* GIVEN RECORDS:
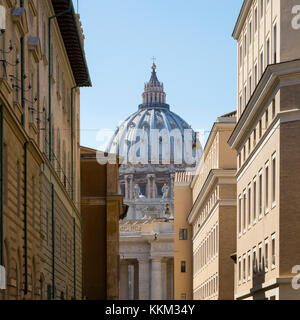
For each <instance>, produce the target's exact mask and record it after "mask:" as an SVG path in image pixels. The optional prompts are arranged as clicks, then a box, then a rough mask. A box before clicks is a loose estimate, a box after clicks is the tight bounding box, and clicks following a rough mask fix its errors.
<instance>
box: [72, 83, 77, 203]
mask: <svg viewBox="0 0 300 320" xmlns="http://www.w3.org/2000/svg"><path fill="white" fill-rule="evenodd" d="M76 88H78V87H77V86H75V87H73V88H72V89H71V184H72V200H74V90H76Z"/></svg>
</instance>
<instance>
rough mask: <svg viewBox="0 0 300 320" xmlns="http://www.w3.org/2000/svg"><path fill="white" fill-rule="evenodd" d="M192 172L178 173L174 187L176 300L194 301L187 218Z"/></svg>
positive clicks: (191, 242) (174, 228)
mask: <svg viewBox="0 0 300 320" xmlns="http://www.w3.org/2000/svg"><path fill="white" fill-rule="evenodd" d="M192 178H193V176H192V173H191V172H185V171H183V172H176V175H175V185H174V299H175V300H193V242H192V236H193V233H192V227H191V225H190V224H189V223H188V220H187V217H188V214H189V213H190V210H191V208H192V204H193V201H192V190H191V187H190V184H191V181H192Z"/></svg>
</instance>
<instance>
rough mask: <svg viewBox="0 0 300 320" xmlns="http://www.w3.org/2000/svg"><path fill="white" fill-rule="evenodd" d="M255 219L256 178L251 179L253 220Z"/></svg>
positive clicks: (254, 219) (255, 201) (255, 207)
mask: <svg viewBox="0 0 300 320" xmlns="http://www.w3.org/2000/svg"><path fill="white" fill-rule="evenodd" d="M255 220H256V180H254V181H253V221H255Z"/></svg>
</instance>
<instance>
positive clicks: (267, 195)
mask: <svg viewBox="0 0 300 320" xmlns="http://www.w3.org/2000/svg"><path fill="white" fill-rule="evenodd" d="M265 170H266V177H265V192H266V195H265V201H266V202H265V205H266V212H267V211H268V208H269V165H268V164H267V166H266V169H265Z"/></svg>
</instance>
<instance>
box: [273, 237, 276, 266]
mask: <svg viewBox="0 0 300 320" xmlns="http://www.w3.org/2000/svg"><path fill="white" fill-rule="evenodd" d="M275 266H276V251H275V233H274V234H273V235H272V269H273V268H275Z"/></svg>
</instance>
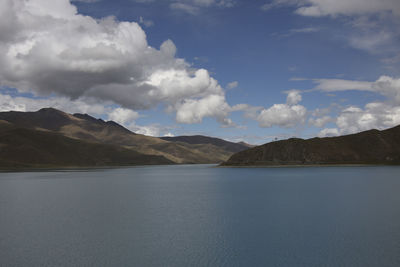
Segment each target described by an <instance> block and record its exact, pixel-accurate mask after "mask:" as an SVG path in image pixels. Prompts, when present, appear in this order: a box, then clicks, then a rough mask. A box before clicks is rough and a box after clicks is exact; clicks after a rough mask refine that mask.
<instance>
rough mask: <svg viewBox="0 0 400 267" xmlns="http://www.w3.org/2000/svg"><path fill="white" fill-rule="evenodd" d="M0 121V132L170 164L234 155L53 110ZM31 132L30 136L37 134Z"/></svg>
mask: <svg viewBox="0 0 400 267" xmlns="http://www.w3.org/2000/svg"><path fill="white" fill-rule="evenodd" d="M0 120H2V121H3V123H2V124H0V128H6V127H9V126H6V124H7V123H8V125H12V126H13V128H23V129H29V130H34V131H41V132H48V133H55V134H58V135H62V136H64V137H68V138H70V139H74V140H80V141H82V142H86V143H94V144H103V145H111V146H114V147H121V148H124V149H128V150H130V151H134V152H137V153H138V155H147V156H161V158H165V159H167V160H168V162H173V163H220V162H223V161H226V160H227V159H228V158H229V157H230V156H231V155H232V154H233V153H234V152H236V151H232V148H231V147H229V146H228V145H225V146H224V145H222V146H221V145H219V143H218V142H214V143H218V144H213V142H208V143H204V142H203V143H187V142H174V141H168V140H163V139H160V138H157V137H150V136H145V135H141V134H135V133H133V132H131V131H129V130H128V129H126V128H124V127H123V126H121V125H119V124H118V123H116V122H113V121H107V122H106V121H104V120H102V119H96V118H94V117H92V116H89V115H87V114H79V113H77V114H73V115H72V114H68V113H65V112H62V111H60V110H57V109H54V108H43V109H40V110H39V111H36V112H17V111H10V112H0ZM5 122H7V123H5ZM34 131H31V133H32V134H34V133H35V134H37V132H34ZM210 139H213V138H210ZM35 140H37V139H35ZM219 140H221V139H219ZM221 141H224V140H221ZM219 142H220V141H219ZM225 142H226V141H225ZM222 143H223V142H222ZM228 143H230V142H227V144H228ZM232 144H234V143H232ZM0 147H1V144H0ZM144 158H145V157H144ZM161 158H159V159H161ZM151 162H153V159H151ZM161 163H162V162H161Z"/></svg>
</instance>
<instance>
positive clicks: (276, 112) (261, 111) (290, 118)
mask: <svg viewBox="0 0 400 267" xmlns="http://www.w3.org/2000/svg"><path fill="white" fill-rule="evenodd" d="M287 94H288V95H287V98H286V104H274V105H272V106H271V107H270V108H268V109H263V110H261V112H260V113H259V115H258V116H257V118H256V119H257V121H258V123H259V126H260V127H266V128H267V127H272V126H279V127H284V128H290V127H294V126H296V125H298V124H303V123H304V122H305V119H306V115H307V109H306V108H305V107H304V106H302V105H297V104H298V103H299V102H300V101H301V94H300V92H299V91H297V90H292V91H289V92H287Z"/></svg>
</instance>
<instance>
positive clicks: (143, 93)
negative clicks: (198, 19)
mask: <svg viewBox="0 0 400 267" xmlns="http://www.w3.org/2000/svg"><path fill="white" fill-rule="evenodd" d="M190 2H191V1H190ZM200 2H201V3H200ZM211 2H212V3H211ZM193 3H196V4H197V5H205V6H206V5H207V4H206V3H205V2H203V1H195V2H193ZM221 3H222V1H210V5H211V4H213V5H219V4H221ZM175 53H176V47H175V45H174V43H173V42H172V41H170V40H167V41H165V42H164V43H163V44H162V45H161V47H160V49H156V48H153V47H150V46H149V45H148V43H147V40H146V34H145V32H144V31H143V29H142V28H141V27H140V26H139V24H137V23H135V22H118V21H116V20H115V19H114V18H112V17H108V18H103V19H100V20H97V19H94V18H91V17H89V16H83V15H80V14H78V13H77V9H76V7H75V6H73V5H71V3H70V2H69V1H68V0H0V85H2V86H9V87H14V88H18V90H19V91H22V92H33V93H35V94H38V95H43V96H46V95H52V94H55V95H57V96H63V97H66V98H71V99H83V100H84V99H89V98H91V99H93V98H95V99H98V100H99V101H100V102H101V101H103V102H104V101H112V102H114V103H116V104H118V105H120V106H122V107H123V108H128V109H133V110H138V109H150V108H153V107H156V106H157V105H159V104H164V105H166V106H167V107H169V109H170V110H171V109H172V110H174V108H175V111H178V110H177V109H178V108H179V109H182V108H184V110H185V111H186V112H188V113H189V114H194V111H193V110H190V107H193V108H198V106H199V104H197V105H193V104H191V105H189V104H186V105H183V104H182V103H201V106H212V105H214V102H212V101H214V98H215V97H217V98H218V99H219V104H220V106H221V107H226V106H228V104H227V103H226V102H225V93H224V91H223V89H222V88H221V87H220V85H219V84H218V82H217V81H216V80H215V79H213V78H212V77H210V75H209V72H208V71H207V70H205V69H193V68H191V67H190V65H189V64H188V63H186V62H185V60H184V59H180V58H176V57H175ZM207 101H211V102H210V103H206V102H207ZM213 111H215V112H216V113H213ZM222 114H224V116H227V115H228V113H227V112H221V111H220V109H217V108H213V109H208V110H207V112H202V113H201V114H200V115H189V116H186V117H196V119H185V120H184V121H185V122H189V121H192V122H197V121H201V119H202V118H203V117H204V116H210V117H215V118H218V120H219V121H226V120H227V118H222ZM182 117H184V116H183V115H182V110H180V111H179V116H178V115H177V120H178V121H182V120H181V118H182Z"/></svg>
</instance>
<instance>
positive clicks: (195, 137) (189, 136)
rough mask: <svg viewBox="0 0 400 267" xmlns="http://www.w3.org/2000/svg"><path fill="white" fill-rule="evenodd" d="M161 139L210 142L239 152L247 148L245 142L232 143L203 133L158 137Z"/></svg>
mask: <svg viewBox="0 0 400 267" xmlns="http://www.w3.org/2000/svg"><path fill="white" fill-rule="evenodd" d="M160 138H161V139H163V140H166V141H170V142H180V143H187V144H192V145H205V144H211V145H214V146H217V147H220V148H222V149H224V150H226V151H229V152H234V153H236V152H239V151H243V150H245V149H247V148H248V145H247V144H245V143H243V142H242V143H233V142H229V141H226V140H223V139H219V138H215V137H209V136H203V135H192V136H176V137H160Z"/></svg>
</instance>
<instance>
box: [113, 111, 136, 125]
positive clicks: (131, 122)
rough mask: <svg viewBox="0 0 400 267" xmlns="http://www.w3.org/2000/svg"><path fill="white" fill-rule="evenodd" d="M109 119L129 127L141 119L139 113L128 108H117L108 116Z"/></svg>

* TASK DIRECTIONS: Only the lines from the one containing "positive clicks: (131, 122)" through the final line of the records above should be printed, exactly as they stand.

* WRITTEN SOLUTION:
positive clicks: (131, 122)
rough mask: <svg viewBox="0 0 400 267" xmlns="http://www.w3.org/2000/svg"><path fill="white" fill-rule="evenodd" d="M109 119L129 127L141 119L139 113L128 108H117L108 116Z"/></svg>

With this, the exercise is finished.